GOAL
Repeat every record below exactly as it appears.

DATA FOR THE TASK
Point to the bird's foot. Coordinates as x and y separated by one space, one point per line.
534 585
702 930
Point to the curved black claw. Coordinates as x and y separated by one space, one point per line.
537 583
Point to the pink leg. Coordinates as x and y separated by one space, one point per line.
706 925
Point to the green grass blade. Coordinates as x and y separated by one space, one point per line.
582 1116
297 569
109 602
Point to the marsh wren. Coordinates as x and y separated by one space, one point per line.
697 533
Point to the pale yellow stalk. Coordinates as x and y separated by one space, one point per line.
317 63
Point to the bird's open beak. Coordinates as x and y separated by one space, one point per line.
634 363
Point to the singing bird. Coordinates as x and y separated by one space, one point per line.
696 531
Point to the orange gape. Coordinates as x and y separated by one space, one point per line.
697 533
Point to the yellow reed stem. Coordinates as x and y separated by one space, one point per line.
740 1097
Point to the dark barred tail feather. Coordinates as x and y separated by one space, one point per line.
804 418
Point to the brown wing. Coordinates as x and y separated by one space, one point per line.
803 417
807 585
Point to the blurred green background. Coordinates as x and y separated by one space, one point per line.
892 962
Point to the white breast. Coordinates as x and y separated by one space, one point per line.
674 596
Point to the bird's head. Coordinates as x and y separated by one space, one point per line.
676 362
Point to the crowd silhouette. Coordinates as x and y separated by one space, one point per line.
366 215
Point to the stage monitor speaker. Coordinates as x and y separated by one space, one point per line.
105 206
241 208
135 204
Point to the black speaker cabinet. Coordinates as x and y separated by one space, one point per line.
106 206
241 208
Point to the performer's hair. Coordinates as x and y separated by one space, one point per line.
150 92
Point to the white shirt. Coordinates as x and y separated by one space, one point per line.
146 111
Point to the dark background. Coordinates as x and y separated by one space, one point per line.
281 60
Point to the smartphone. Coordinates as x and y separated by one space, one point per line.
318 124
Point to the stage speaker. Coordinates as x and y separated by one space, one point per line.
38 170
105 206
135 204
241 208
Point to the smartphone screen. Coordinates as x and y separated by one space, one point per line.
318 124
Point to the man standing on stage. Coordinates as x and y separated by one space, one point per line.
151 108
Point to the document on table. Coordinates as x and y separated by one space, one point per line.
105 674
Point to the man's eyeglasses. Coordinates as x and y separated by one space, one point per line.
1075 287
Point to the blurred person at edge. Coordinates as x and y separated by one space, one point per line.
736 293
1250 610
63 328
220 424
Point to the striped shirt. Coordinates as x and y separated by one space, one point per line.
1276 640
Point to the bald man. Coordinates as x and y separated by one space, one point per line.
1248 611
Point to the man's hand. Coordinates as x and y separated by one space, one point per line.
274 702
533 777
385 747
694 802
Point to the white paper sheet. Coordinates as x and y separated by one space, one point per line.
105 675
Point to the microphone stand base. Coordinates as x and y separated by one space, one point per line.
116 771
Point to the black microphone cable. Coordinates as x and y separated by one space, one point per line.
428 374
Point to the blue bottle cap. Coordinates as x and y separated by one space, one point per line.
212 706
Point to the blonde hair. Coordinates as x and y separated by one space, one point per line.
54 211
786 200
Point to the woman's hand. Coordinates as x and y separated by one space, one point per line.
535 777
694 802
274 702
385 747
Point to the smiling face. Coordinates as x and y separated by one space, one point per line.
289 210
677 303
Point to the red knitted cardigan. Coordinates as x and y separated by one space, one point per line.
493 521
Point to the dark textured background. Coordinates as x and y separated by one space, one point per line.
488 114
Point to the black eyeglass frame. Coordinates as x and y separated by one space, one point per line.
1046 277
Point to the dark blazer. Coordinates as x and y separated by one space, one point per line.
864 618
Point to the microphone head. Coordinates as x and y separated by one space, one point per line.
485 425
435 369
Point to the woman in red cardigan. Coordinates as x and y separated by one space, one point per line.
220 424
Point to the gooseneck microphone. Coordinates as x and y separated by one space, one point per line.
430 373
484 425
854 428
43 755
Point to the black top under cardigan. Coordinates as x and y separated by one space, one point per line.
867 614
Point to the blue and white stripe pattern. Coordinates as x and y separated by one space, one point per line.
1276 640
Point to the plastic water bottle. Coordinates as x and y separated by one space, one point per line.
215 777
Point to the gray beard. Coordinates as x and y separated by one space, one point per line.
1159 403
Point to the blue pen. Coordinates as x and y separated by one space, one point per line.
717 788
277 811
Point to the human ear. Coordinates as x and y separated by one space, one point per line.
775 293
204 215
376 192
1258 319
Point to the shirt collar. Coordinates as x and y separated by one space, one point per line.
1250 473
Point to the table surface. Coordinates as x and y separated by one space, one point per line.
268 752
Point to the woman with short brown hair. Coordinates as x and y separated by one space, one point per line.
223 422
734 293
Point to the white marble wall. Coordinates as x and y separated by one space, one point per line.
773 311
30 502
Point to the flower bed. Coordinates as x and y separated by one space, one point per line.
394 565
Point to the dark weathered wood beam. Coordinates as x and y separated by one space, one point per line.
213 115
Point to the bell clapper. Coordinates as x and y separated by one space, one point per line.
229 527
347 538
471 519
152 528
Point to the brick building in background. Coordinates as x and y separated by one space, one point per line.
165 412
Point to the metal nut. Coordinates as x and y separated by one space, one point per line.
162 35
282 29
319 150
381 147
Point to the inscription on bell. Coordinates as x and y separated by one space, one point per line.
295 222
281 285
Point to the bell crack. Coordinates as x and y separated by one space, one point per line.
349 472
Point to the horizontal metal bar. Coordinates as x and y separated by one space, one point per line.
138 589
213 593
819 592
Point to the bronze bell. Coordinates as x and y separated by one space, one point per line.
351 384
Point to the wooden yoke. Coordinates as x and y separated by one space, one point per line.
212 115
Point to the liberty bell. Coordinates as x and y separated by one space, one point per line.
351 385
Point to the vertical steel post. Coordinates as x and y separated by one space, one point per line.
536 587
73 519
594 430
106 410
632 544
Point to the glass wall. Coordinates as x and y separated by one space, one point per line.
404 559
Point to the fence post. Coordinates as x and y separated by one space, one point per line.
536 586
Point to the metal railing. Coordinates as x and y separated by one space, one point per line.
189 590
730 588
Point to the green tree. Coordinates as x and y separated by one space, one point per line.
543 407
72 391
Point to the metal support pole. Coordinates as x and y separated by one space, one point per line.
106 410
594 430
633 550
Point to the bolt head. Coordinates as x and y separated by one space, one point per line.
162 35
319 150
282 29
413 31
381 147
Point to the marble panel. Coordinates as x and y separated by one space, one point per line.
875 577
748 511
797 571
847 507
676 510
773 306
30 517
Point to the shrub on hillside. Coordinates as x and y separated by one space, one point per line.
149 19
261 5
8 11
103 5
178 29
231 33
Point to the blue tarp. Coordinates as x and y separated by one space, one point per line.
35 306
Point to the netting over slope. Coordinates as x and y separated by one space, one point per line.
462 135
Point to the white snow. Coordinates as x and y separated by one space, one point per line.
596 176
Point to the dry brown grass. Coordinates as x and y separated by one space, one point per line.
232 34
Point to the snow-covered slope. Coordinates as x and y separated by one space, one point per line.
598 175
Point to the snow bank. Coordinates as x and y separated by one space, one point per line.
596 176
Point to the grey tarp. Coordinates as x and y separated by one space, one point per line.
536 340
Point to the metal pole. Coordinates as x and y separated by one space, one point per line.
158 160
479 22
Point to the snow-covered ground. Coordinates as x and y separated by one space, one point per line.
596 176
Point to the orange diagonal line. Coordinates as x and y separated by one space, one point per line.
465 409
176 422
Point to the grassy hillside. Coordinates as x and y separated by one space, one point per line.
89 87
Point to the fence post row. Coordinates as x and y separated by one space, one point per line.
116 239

ANSWER FOR THE TASK
Point to the bird's foot. Coordinates as x and y separated by one space, one point per line.
534 585
702 930
Point to the curved black claw. Coordinates as x and y separated by one space, one point per line.
537 583
Point to the pink leg. Coordinates as x and y separated by one space, one point per line.
706 925
Point to the green grass blade. Coordinates as x and y separated by one space, one point per line.
582 1116
297 569
109 602
Point to the marsh wren. Coordinates as x and y separated by one space, one point per line.
697 533
Point to the pale yellow stalk. Coordinates as x and y separated by one space, one point per line.
317 63
Point to the bird's open beak. Coordinates as x and y separated by one space, one point per line.
634 363
Point to the singing bird. Coordinates as x and y separated by one space, one point per line.
696 531
Point to the orange gape. Coordinates as x and y separated by one space, one point per line.
697 533
Point to the yellow reed stem. Coordinates as x and y separated by one space, one point per line.
740 1097
Point to the dark barred tail feather. Coordinates as x and y separated by one space, one point per line.
804 418
Point to the brown wing. Coordinates as x and y separated by one space, one point per line.
803 417
807 585
Point to the blurred green background. Coordinates as x and y separated by one space, one point per line.
892 962
Point to the white breast. Coordinates as x and y separated by one space, one point per line.
674 596
Point to the bird's head. Coordinates as x and y separated by one space, one point per line.
676 362
Point to the crowd silhouette. Coordinates as x and y separated by one space, one point per line.
366 215
Point to the stage monitor speaker. Coordinates as x and y separated by one space, one point per line.
105 206
241 208
135 204
Point to the black speaker cabinet. Coordinates as x and y separated by one space, one point per line.
106 206
241 208
Point to the performer's hair. Coordinates as x and y separated by one space, one point per line.
150 92
Point to the white shirt. Coordinates as x and y separated by one space, one point per line.
146 111
Point to the dark background. Coordinates as x and y separated by one space, one point per line.
281 60
Point to the smartphone. Coordinates as x and y separated by one space, one point per line.
318 124
Point to the stage speaker. Coordinates as x and y separated by one space, one point per line.
38 170
105 206
135 204
241 208
Point to the smartphone screen. Coordinates as x and y separated by one space, one point per line.
318 124
Point to the man standing on stage. Coordinates as x and y separated by one space, one point per line.
151 108
Point to the document on table. Coordinates as x and y separated by one space, one point per line.
105 674
Point to the man's eyeglasses. Coordinates as x and y separated by one space, one point per line.
1075 287
Point to the blurred person at edge. Coordinates as x and y separated by one space, one point per line.
736 293
1250 610
63 328
220 424
Point to the striped shirt. Coordinates as x and y separated by one space, one point per line.
1276 640
Point to the bald man. Coordinates as x and y separated by one space, one point per line.
1248 611
Point to the man's hand. Coordinates as x and y separated by one space, one point per line.
274 702
533 777
385 747
694 802
Point to the white paper sheet. Coordinates as x and y separated by one space, one point per line.
105 675
Point to the microphone stand base. Coordinates as x and y separated by one space, one point per line.
116 771
Point to the black microphone cable. Coordinates as x and y separated by one space, one point per line.
428 374
Point to the blue bottle cap. Coordinates as x and y separated by one space, one point per line.
212 706
Point to the blonde hair. Coordinates as x and y separated by one space, one point per line.
54 211
786 200
Point to the woman's hand. Coordinates as x and y separated by one space, one point per line.
535 777
694 802
274 702
385 747
Point to the smiling face. Coordinates as x and y separated by one space, one point per line.
289 210
677 303
Point to the red knitted cardigan. Coordinates as x and y separated by one space, one point per line.
493 521
Point to the dark textured background. Coordinates as x and y separated by one space, one point per line.
488 114
Point to the black eyeglass frame. Coordinates as x and y separated by one space, one point per line.
1046 277
Point to the dark blazer. Coordinates as x and y separated by one space, one point per line.
864 618
Point to the microphone head. Coordinates as x and y separated by one space, one point per line.
485 425
435 369
Point to the woman in red cardigan. Coordinates as x and y separated by one space, one point per line.
220 424
Point to the gooseneck microphone. Coordinates as x and y separated by one space, one point per line.
430 373
484 425
854 428
43 755
Point to the black top under cardigan. Coordinates as x and y separated by one space, one point per line.
867 614
Point to the blue and white stripe pattern. Coordinates as x and y separated by one space, one point per line.
1276 640
Point to the plastic water bottle. Coordinates as x and y separated by one space, one point per line.
215 777
Point to the gray beard. Coordinates as x and y separated by one space, one point per line.
1159 403
Point to the blue pen. Coordinates as x and y separated by one space, one point per line.
717 788
277 811
Point to the human ear. Coordinates as x and y separated by one space, one point per line.
775 293
204 215
376 192
1258 319
Point to the shirt collar. Coordinates as x and y separated by one space, one point per line.
1250 473
Point to the table surface. Coordinates as x and y separated by one space, one point per line.
268 752
Point to the woman with short brown hair. Coordinates as x and y separated by one space, one point per line.
223 422
734 293
Point to the white marble wall. Coordinates as x and y separated by one space, one point per line.
773 311
30 502
Point to the flower bed. Coordinates as x and y separated by one space, one point per line.
394 565
Point to the dark weathered wood beam. Coordinates as x and y separated by one space, one point per line.
213 115
Point to the bell clapper. Coordinates as x and y separated by one space, one point per line.
229 527
347 538
471 519
152 528
Point to the brick building in background. Coordinates as x and y separated by one space, one point per line.
165 412
Point to the metal nut. Coordinates as x and y separated by one space, one point per line.
162 35
282 29
319 150
381 147
Point to the inscription on bell. Coordinates as x and y separated by one space, one point per line.
295 222
281 285
Point to the bell crack. Coordinates as x and y separated by one space, one point per line.
349 472
Point to the horizontal metal bar. Coordinates as x and y separated by one space, one point per line.
138 589
213 593
819 592
Point to the bronze bell. Coordinates as x and y separated by one space, one point per line.
351 384
Point to the wooden yoke. Coordinates as x and y separated by one space, one point per line.
212 115
Point to the liberty bell. Coordinates as x and y separated by one space, one point per line.
351 385
Point to the vertical steel post. Coordinates as x and y separated by one space, one point per line.
536 587
73 519
594 430
106 410
632 544
Point to the glass wall. Coordinates as x and y separated by one space, one point per line.
404 559
Point to the fence post. Coordinates as x and y separated by one space, one point per line.
536 586
Point to the metal railing. Coordinates as x and y separated by one space, one point per line.
189 590
730 588
Point to the green tree. Coordinates as x and y separated by one space, one point per line.
543 407
72 391
Point to the metal support pole. Coordinates as x and y separated by one space, one point per line.
106 410
594 430
633 550
Point to the bolt head. Coordinates as x and y separated by one space, one point per line.
162 35
319 150
282 29
413 31
381 147
Point to the marble panel. Coordinates as x and y separated by one space, one point per line.
875 577
748 511
797 571
847 507
676 510
773 306
30 517
Point to the shrub on hillside. Coordinates as x and y separated by one space, one point per line.
149 19
261 5
8 11
103 5
178 29
231 33
Point to the blue tarp. Coordinates as x and y separated by one space, one point per line.
35 306
Point to the netting over slope. Coordinates as x and y separated by one space, one point per line.
462 135
Point to the white snow. Coordinates as x and y separated by one space, one point per line.
596 176
Point to the dry brown grass. Coordinates as x and y separated by one space, one point per line.
232 34
Point to the snow-covered slope. Coordinates as x and y separated by one space, one point per line.
598 175
Point to the snow bank. Coordinates as x and y separated by one space, one point per line.
596 176
Point to the grey tarp. Coordinates as x and y separated by one space, one point per line.
536 340
Point to the metal pole. Coordinates as x and y separated by one space, one point per line.
158 160
479 22
Point to the snow-covered ground. Coordinates as x and y separated by one space, one point per line.
596 176
Point to the orange diagonal line. Coordinates as x and y separated by one space, one point per line.
465 409
176 422
Point to the grassy hillside. Coordinates as x and y separated by one space, one point per line.
89 87
Point to the fence post row. Coordinates as x and y separated by one space, one point per line.
116 239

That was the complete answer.